Exercise details: Show all lines from the data that include the word "white".

Entries shown:
• • • • • • •
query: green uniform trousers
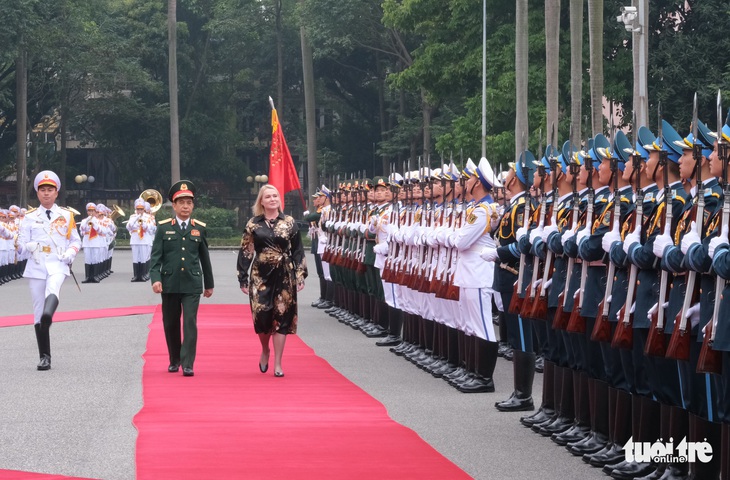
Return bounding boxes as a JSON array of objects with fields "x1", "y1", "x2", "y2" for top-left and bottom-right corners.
[{"x1": 162, "y1": 292, "x2": 201, "y2": 369}]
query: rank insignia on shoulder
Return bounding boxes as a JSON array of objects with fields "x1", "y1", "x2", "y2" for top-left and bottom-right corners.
[
  {"x1": 517, "y1": 213, "x2": 524, "y2": 226},
  {"x1": 603, "y1": 215, "x2": 611, "y2": 226},
  {"x1": 191, "y1": 229, "x2": 201, "y2": 236},
  {"x1": 644, "y1": 192, "x2": 654, "y2": 202},
  {"x1": 671, "y1": 189, "x2": 676, "y2": 199},
  {"x1": 159, "y1": 218, "x2": 172, "y2": 225},
  {"x1": 467, "y1": 212, "x2": 477, "y2": 225}
]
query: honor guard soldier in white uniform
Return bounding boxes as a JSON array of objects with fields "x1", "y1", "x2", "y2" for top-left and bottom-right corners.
[
  {"x1": 17, "y1": 171, "x2": 81, "y2": 370},
  {"x1": 0, "y1": 209, "x2": 14, "y2": 284},
  {"x1": 449, "y1": 157, "x2": 501, "y2": 393},
  {"x1": 79, "y1": 202, "x2": 98, "y2": 283},
  {"x1": 128, "y1": 198, "x2": 155, "y2": 282}
]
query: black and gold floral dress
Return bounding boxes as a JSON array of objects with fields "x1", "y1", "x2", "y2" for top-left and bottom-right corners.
[{"x1": 237, "y1": 213, "x2": 307, "y2": 335}]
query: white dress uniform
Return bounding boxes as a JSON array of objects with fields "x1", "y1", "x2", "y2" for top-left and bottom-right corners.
[{"x1": 318, "y1": 203, "x2": 332, "y2": 281}]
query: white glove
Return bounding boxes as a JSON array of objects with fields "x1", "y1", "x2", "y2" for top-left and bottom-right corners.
[
  {"x1": 708, "y1": 224, "x2": 729, "y2": 258},
  {"x1": 532, "y1": 279, "x2": 542, "y2": 290},
  {"x1": 303, "y1": 210, "x2": 310, "y2": 216},
  {"x1": 647, "y1": 302, "x2": 658, "y2": 321},
  {"x1": 425, "y1": 232, "x2": 438, "y2": 248},
  {"x1": 529, "y1": 227, "x2": 543, "y2": 245},
  {"x1": 630, "y1": 302, "x2": 635, "y2": 314},
  {"x1": 358, "y1": 224, "x2": 366, "y2": 234},
  {"x1": 561, "y1": 229, "x2": 576, "y2": 247},
  {"x1": 516, "y1": 226, "x2": 527, "y2": 242},
  {"x1": 680, "y1": 222, "x2": 701, "y2": 254},
  {"x1": 602, "y1": 229, "x2": 621, "y2": 254},
  {"x1": 480, "y1": 246, "x2": 498, "y2": 262},
  {"x1": 606, "y1": 295, "x2": 612, "y2": 304},
  {"x1": 373, "y1": 243, "x2": 388, "y2": 255},
  {"x1": 652, "y1": 233, "x2": 673, "y2": 259},
  {"x1": 623, "y1": 232, "x2": 640, "y2": 254},
  {"x1": 576, "y1": 227, "x2": 590, "y2": 246},
  {"x1": 307, "y1": 226, "x2": 316, "y2": 239},
  {"x1": 542, "y1": 278, "x2": 552, "y2": 291},
  {"x1": 542, "y1": 225, "x2": 558, "y2": 242},
  {"x1": 25, "y1": 241, "x2": 39, "y2": 253},
  {"x1": 685, "y1": 303, "x2": 701, "y2": 328},
  {"x1": 60, "y1": 248, "x2": 76, "y2": 265},
  {"x1": 445, "y1": 232, "x2": 457, "y2": 248}
]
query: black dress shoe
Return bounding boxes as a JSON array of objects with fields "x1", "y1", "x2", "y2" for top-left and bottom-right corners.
[
  {"x1": 520, "y1": 407, "x2": 555, "y2": 427},
  {"x1": 456, "y1": 376, "x2": 495, "y2": 393},
  {"x1": 495, "y1": 393, "x2": 534, "y2": 412},
  {"x1": 608, "y1": 461, "x2": 655, "y2": 480},
  {"x1": 182, "y1": 367, "x2": 194, "y2": 376},
  {"x1": 311, "y1": 298, "x2": 325, "y2": 307},
  {"x1": 317, "y1": 301, "x2": 332, "y2": 309},
  {"x1": 534, "y1": 355, "x2": 544, "y2": 373},
  {"x1": 552, "y1": 424, "x2": 590, "y2": 446},
  {"x1": 567, "y1": 431, "x2": 608, "y2": 456},
  {"x1": 587, "y1": 443, "x2": 625, "y2": 467},
  {"x1": 431, "y1": 362, "x2": 458, "y2": 378},
  {"x1": 535, "y1": 416, "x2": 573, "y2": 436},
  {"x1": 168, "y1": 364, "x2": 180, "y2": 373},
  {"x1": 376, "y1": 335, "x2": 402, "y2": 347},
  {"x1": 37, "y1": 354, "x2": 51, "y2": 371}
]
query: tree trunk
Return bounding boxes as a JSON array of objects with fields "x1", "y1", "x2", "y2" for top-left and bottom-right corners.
[
  {"x1": 168, "y1": 0, "x2": 181, "y2": 183},
  {"x1": 588, "y1": 0, "x2": 603, "y2": 137},
  {"x1": 300, "y1": 25, "x2": 317, "y2": 210},
  {"x1": 59, "y1": 103, "x2": 68, "y2": 206},
  {"x1": 16, "y1": 48, "x2": 28, "y2": 206},
  {"x1": 545, "y1": 0, "x2": 560, "y2": 146},
  {"x1": 515, "y1": 0, "x2": 529, "y2": 157},
  {"x1": 570, "y1": 0, "x2": 583, "y2": 145}
]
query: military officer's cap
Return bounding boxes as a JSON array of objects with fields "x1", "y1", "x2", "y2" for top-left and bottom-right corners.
[
  {"x1": 169, "y1": 180, "x2": 196, "y2": 202},
  {"x1": 311, "y1": 188, "x2": 322, "y2": 198},
  {"x1": 371, "y1": 176, "x2": 388, "y2": 187},
  {"x1": 709, "y1": 111, "x2": 730, "y2": 143},
  {"x1": 611, "y1": 130, "x2": 632, "y2": 171},
  {"x1": 536, "y1": 145, "x2": 555, "y2": 174},
  {"x1": 557, "y1": 141, "x2": 576, "y2": 174},
  {"x1": 588, "y1": 134, "x2": 609, "y2": 169},
  {"x1": 462, "y1": 158, "x2": 477, "y2": 178},
  {"x1": 442, "y1": 164, "x2": 460, "y2": 181},
  {"x1": 86, "y1": 202, "x2": 96, "y2": 211},
  {"x1": 510, "y1": 150, "x2": 536, "y2": 187},
  {"x1": 625, "y1": 126, "x2": 652, "y2": 159},
  {"x1": 407, "y1": 170, "x2": 420, "y2": 182},
  {"x1": 388, "y1": 172, "x2": 404, "y2": 187},
  {"x1": 96, "y1": 203, "x2": 106, "y2": 212},
  {"x1": 672, "y1": 119, "x2": 713, "y2": 158},
  {"x1": 34, "y1": 170, "x2": 61, "y2": 191},
  {"x1": 429, "y1": 168, "x2": 442, "y2": 180},
  {"x1": 144, "y1": 202, "x2": 151, "y2": 213},
  {"x1": 654, "y1": 120, "x2": 682, "y2": 163},
  {"x1": 362, "y1": 178, "x2": 374, "y2": 190},
  {"x1": 134, "y1": 198, "x2": 146, "y2": 208},
  {"x1": 9, "y1": 205, "x2": 19, "y2": 214},
  {"x1": 320, "y1": 185, "x2": 332, "y2": 199},
  {"x1": 476, "y1": 157, "x2": 502, "y2": 189}
]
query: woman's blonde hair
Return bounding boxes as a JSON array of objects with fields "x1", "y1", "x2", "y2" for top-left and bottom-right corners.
• • • • • • •
Answer space:
query: honor guard soldier in white uniform
query: white dress uniform
query: white glove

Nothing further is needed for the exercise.